=== ENTRIES ===

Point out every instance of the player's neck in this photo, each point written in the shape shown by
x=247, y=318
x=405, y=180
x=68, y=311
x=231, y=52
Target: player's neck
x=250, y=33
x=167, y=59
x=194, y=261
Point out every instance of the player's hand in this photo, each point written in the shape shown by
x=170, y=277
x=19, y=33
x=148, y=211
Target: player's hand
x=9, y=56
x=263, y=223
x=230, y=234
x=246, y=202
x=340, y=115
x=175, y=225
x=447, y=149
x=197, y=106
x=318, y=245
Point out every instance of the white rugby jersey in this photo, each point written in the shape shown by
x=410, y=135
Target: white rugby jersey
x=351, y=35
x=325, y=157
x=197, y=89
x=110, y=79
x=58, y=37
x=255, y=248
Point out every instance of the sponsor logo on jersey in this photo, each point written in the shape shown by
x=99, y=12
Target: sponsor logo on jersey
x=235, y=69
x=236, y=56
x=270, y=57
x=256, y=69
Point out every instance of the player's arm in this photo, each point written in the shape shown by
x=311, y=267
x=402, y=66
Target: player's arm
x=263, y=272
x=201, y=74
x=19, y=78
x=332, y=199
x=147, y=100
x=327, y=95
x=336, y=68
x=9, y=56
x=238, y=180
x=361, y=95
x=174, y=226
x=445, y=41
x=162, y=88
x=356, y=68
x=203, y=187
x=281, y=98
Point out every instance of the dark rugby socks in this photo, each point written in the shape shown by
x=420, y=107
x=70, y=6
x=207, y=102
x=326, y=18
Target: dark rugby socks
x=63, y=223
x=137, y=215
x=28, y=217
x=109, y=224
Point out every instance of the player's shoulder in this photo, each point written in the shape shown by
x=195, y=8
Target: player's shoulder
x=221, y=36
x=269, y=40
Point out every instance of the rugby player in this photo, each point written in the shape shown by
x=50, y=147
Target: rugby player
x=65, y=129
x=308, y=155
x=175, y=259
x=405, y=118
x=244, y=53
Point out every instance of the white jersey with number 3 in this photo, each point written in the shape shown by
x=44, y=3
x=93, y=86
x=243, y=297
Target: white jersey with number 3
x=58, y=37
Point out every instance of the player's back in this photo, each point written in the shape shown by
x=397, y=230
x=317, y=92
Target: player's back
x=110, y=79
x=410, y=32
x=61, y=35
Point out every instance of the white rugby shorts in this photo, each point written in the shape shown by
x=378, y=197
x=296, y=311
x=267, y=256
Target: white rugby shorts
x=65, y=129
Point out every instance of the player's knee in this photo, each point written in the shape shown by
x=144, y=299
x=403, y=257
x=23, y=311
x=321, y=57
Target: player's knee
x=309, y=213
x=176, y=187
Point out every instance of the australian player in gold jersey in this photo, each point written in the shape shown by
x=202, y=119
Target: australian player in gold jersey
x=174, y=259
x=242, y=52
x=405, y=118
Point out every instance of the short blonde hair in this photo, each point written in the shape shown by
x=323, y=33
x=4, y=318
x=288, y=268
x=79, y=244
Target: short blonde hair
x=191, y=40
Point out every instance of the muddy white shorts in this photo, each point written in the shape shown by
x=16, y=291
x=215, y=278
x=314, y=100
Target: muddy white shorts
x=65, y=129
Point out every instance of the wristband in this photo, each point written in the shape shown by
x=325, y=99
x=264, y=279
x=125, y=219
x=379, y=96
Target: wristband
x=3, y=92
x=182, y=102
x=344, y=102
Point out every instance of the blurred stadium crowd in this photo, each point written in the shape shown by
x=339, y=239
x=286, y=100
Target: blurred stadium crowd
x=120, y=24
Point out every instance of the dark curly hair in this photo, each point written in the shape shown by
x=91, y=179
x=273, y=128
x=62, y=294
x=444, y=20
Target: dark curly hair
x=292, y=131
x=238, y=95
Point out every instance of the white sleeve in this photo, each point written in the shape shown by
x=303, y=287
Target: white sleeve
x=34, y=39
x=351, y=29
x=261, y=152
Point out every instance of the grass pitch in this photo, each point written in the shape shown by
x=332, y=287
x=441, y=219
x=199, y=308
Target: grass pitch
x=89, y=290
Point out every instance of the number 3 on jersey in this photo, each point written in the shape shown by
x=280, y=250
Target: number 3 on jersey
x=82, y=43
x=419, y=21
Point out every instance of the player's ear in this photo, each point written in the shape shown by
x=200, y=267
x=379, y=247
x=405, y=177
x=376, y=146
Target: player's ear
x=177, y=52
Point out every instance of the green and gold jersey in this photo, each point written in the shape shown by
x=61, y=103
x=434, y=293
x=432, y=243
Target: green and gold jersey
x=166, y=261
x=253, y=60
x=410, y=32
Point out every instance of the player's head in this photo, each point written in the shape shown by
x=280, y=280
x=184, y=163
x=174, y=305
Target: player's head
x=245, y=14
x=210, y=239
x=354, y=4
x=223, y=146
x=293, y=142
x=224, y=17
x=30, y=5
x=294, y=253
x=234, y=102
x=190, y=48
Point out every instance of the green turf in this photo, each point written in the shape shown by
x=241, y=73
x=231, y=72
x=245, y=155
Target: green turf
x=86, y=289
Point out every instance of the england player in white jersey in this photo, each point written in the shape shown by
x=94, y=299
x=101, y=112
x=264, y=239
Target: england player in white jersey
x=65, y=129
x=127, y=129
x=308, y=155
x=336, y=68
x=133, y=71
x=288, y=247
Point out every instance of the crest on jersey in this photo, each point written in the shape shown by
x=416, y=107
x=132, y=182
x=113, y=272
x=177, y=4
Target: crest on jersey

===

TASK DIRECTIONS:
Please substitute "in this image" for every "in this photo" throughout the material above, and write it all out again with nothing else altered.

ANSWER TO THE TASK:
Point out every instance of the player's neck in this image, each point written in the shape shown by
x=247, y=318
x=405, y=180
x=68, y=311
x=231, y=52
Target: player's neck
x=250, y=33
x=167, y=59
x=194, y=261
Point out every instance of the player's hand in this image, each point written in the shape shown by
x=170, y=277
x=19, y=33
x=148, y=211
Target: player's hand
x=9, y=56
x=263, y=223
x=230, y=234
x=246, y=202
x=340, y=115
x=175, y=225
x=447, y=149
x=197, y=106
x=318, y=245
Point out every instance of the white rugby jersey in this image, each point written in the shape shown by
x=410, y=135
Target: white rugby jersey
x=351, y=35
x=325, y=157
x=197, y=89
x=110, y=79
x=58, y=37
x=255, y=248
Point out every instance of the sponsor logo on jersey in this image, each point written in the shape shown by
x=99, y=12
Target: sponsor logo on jersey
x=235, y=69
x=236, y=56
x=270, y=57
x=256, y=69
Point out every instance of the player's arm in this image, each point written in the shape shown by
x=311, y=267
x=402, y=66
Target: player's arm
x=263, y=272
x=201, y=74
x=19, y=78
x=332, y=199
x=147, y=100
x=327, y=95
x=336, y=68
x=9, y=56
x=238, y=180
x=361, y=95
x=174, y=226
x=445, y=41
x=162, y=88
x=356, y=68
x=203, y=187
x=281, y=98
Point out every instance of the dark rugby socks in this image, each point written in the shape shown by
x=420, y=107
x=70, y=6
x=207, y=102
x=326, y=18
Target: dark rugby socks
x=63, y=223
x=137, y=215
x=28, y=217
x=109, y=224
Point out every instance of the player's shoulder in this image, each point written in the shape shown by
x=195, y=8
Target: player's shoulder
x=221, y=36
x=269, y=40
Point out every instance of the rugby player in this image, each point written in the shape shown by
x=50, y=147
Target: rugby player
x=65, y=129
x=308, y=155
x=175, y=259
x=405, y=118
x=244, y=53
Point out every instance of the white jersey with number 3 in this image, each point written in the shape shown by
x=44, y=3
x=93, y=86
x=243, y=297
Target: white jersey with number 3
x=58, y=37
Point out every instance of the player's back in this image, each point written in the shape shown by
x=397, y=230
x=317, y=92
Target: player's back
x=110, y=79
x=410, y=32
x=61, y=35
Point out every instance of the white rugby shorts in this image, each point written in the shape shown by
x=378, y=197
x=296, y=311
x=267, y=256
Target: white rugby shorts
x=65, y=129
Point out every instance of the player's knee in this image, each point written in the shape shown by
x=144, y=299
x=403, y=257
x=23, y=311
x=321, y=57
Target: player's knee
x=309, y=213
x=176, y=187
Point out every instance of the australian player in gold jersey in this image, each point written in the shape shown by
x=202, y=119
Target: australian player in gold jersey
x=174, y=259
x=242, y=52
x=405, y=118
Point out every instance of the short blonde hair in this image, each point written in the shape shown by
x=323, y=33
x=4, y=318
x=288, y=268
x=79, y=244
Target: short blonde hair
x=191, y=40
Point out every instance of the muddy white shorts in this image, each point written in the shape shown by
x=16, y=291
x=215, y=278
x=314, y=100
Target: muddy white shorts
x=65, y=129
Point out every instance of the wristband in this image, each point written in the shape shown by
x=325, y=99
x=264, y=279
x=125, y=219
x=379, y=96
Target: wristband
x=3, y=92
x=182, y=102
x=344, y=102
Point out every instance of the blurred stadium crowd in this image, each point written in the shape shown by
x=339, y=239
x=286, y=100
Target: blurred stadium crowd
x=120, y=24
Point out every instance of the dark curly hair in this image, each point written in the shape shown by
x=91, y=179
x=273, y=128
x=62, y=294
x=444, y=20
Target: dark curly hair
x=292, y=131
x=238, y=95
Point out every instance of the white sleeve in this image, each point written in the shape shown by
x=303, y=287
Target: white sleeve
x=34, y=39
x=351, y=29
x=261, y=152
Point out every instance of the grass pitch in this image, each point written in the shape shown by
x=332, y=287
x=441, y=219
x=199, y=308
Target: grass pitch
x=89, y=290
Point out every instance of the number 3 on jersey in this image, each point written in the shape shown by
x=280, y=250
Target: number 3 on jersey
x=82, y=43
x=419, y=21
Point out every instance of the player's ear in this image, each point written in the shape shown by
x=200, y=267
x=379, y=247
x=405, y=177
x=376, y=146
Target: player's ear
x=177, y=52
Point out every instance of the green and gold jersey in this image, each point written in the shape shown by
x=61, y=103
x=434, y=293
x=432, y=243
Target: green and gold jersey
x=166, y=261
x=253, y=60
x=410, y=32
Point out every instance of the player's head in this image, each point written in the shape shown by
x=280, y=280
x=184, y=163
x=174, y=305
Target: player's head
x=245, y=14
x=210, y=239
x=354, y=4
x=223, y=146
x=293, y=142
x=224, y=17
x=30, y=5
x=294, y=253
x=234, y=102
x=190, y=48
Point out every instance of the green turf in this image, each point written in the shape shown by
x=241, y=73
x=231, y=72
x=245, y=155
Target: green turf
x=86, y=289
Point out every instance of the england player in white jersey in this image, each point written in the shape shown by
x=94, y=299
x=101, y=112
x=264, y=239
Target: england player in white jersey
x=65, y=129
x=127, y=129
x=308, y=155
x=336, y=68
x=133, y=71
x=288, y=247
Point out every instance of the crest on jersey in this image, each point written in the shape shown by
x=416, y=107
x=132, y=182
x=113, y=272
x=177, y=4
Target: crest on jersey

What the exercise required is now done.